抽出テキスト:
◆ ◆ ◆

日本医師会・四病院団体協議会合同記者会見

220305c3.jpg 日本医師会・四病院団体協議会合同記者会見には、日本医師会から中川会長、松本吉郎・城守両常任理事が、日本病院会から相澤孝夫会長が、全日本病院協会から猪口雄二会長が、日本医療法人協会から伊藤伸一会長代行が、日本精神科病院協会から長瀬輝諠副会長がそれぞれ出席した。
 中川会長は、同日に行われた令和4年度診療報酬改定の答申を受け、(1)新型コロナウイルス感染症への対応、(2)子ども・子育てへの支援、(3)働き方改革―についての見解を述べた。
 (1)では、日本医師会と四病協は、新型コロナウイルス感染症に全力で立ち向かっている医療機関への十分かつ適切な支援を求めてきたと前置きした上で、結果として、今回の改定以前に診療報酬の時限的・特例的な見直しが行われ、更に今回の改定でその継続及び充実が図られたことについて「評価したい」と述べた。

◆ ◆ ◆

エントリ抜粋:
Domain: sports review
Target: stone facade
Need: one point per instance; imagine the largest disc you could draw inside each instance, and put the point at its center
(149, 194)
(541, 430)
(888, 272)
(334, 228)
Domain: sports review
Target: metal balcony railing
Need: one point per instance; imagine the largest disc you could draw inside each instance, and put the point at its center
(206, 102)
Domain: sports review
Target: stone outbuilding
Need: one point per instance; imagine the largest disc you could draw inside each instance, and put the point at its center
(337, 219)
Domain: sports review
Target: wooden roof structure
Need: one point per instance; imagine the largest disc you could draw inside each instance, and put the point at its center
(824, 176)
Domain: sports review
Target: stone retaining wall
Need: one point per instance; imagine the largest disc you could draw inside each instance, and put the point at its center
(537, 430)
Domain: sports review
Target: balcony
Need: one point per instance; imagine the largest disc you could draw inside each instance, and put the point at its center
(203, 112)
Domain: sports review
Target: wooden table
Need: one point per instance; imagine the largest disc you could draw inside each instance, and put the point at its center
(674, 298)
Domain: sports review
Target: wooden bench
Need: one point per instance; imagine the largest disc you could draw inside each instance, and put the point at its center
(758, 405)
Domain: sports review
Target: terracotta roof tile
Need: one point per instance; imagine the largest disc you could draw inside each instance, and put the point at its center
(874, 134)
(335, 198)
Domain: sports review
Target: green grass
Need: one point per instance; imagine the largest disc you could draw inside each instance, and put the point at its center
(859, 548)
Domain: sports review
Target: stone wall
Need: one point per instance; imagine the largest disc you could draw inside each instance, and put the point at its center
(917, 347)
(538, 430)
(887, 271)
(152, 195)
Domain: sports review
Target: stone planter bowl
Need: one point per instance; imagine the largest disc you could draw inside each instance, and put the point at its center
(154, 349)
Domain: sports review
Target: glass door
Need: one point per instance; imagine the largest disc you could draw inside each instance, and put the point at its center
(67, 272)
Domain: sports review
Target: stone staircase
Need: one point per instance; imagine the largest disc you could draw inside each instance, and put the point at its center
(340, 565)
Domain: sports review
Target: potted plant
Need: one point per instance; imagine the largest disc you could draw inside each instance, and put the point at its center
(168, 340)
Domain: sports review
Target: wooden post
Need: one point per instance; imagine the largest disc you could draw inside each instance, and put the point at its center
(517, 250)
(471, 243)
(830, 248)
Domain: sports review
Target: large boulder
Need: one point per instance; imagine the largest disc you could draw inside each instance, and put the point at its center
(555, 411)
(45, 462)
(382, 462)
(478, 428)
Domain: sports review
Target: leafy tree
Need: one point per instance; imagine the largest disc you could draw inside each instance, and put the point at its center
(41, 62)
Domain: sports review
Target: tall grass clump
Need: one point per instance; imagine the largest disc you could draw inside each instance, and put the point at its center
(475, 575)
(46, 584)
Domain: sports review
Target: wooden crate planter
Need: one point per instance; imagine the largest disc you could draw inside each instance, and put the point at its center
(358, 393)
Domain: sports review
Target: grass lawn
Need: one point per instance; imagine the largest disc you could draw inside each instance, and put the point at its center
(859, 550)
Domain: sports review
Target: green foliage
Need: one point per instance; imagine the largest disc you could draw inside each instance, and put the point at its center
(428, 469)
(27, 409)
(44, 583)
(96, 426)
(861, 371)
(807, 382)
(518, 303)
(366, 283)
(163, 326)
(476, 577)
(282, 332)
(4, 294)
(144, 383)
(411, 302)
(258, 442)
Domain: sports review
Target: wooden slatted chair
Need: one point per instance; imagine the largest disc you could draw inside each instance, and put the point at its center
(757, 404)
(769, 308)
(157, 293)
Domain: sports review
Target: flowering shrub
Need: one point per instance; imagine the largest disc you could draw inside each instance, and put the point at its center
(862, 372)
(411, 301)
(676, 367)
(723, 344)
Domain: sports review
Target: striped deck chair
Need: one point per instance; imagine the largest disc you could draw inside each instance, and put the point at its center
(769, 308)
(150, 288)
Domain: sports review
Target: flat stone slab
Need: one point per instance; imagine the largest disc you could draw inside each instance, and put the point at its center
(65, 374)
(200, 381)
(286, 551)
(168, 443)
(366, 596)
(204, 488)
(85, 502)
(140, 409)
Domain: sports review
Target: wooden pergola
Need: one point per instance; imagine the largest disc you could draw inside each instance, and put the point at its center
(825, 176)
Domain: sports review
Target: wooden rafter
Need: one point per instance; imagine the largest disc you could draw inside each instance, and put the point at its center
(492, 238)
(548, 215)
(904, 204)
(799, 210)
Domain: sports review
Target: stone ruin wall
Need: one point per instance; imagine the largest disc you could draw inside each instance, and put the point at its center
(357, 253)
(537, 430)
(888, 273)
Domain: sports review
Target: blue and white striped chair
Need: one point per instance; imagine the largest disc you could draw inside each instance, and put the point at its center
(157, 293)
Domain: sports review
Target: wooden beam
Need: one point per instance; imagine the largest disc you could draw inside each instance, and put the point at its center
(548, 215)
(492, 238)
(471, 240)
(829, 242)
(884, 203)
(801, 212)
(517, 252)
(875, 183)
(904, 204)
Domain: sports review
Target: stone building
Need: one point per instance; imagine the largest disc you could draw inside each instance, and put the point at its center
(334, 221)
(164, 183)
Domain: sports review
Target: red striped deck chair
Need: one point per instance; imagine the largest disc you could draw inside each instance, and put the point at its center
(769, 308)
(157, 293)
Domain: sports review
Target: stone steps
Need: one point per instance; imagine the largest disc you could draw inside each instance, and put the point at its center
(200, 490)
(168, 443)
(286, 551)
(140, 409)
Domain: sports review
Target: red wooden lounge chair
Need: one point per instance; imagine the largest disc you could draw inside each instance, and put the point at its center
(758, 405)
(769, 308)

◆ ◆ ◆

作業指示 A:
抽出テキストに出てくる団体のうち、合同記者会見に出席者を出したものをすべて挙げよ。
作業指示 B:
抽出テキストから、「220305c3.jpg 日」を含む語句で始め、「革―についての見解を述べた。」の後で終わる部分をそのまま抜き出してください。
作業指示 C:
抽出テキストでは、日本精神科病院協会から会見に出席したのは誰か。

作業結果 A:
日本医師会、日本病院会、全日本病院協会、日本医療法人協会、日本精神科病院協会

作業結果 B:
220305c3.jpg 日本医師会・四病院団体協議会合同記者会見には、日本医師会から中川会長、松本吉郎・城守両常任理事が、日本病院会から相澤孝夫会長が、全日本病院協会から猪口雄二会長が、日本医療法人協会から伊藤伸一会長代行が、日本精神科病院協会から長瀬輝諠副会長がそれぞれ出席した。
 中川会長は、同日に行われた令和4年度診療報酬改定の答申を受け、(1)新型コロナウイルス感染症への対応、(2)子ども・子育てへの支援、(3)働き方改革―についての見解を述べた。

作業結果 C:
長瀬輝諠副会長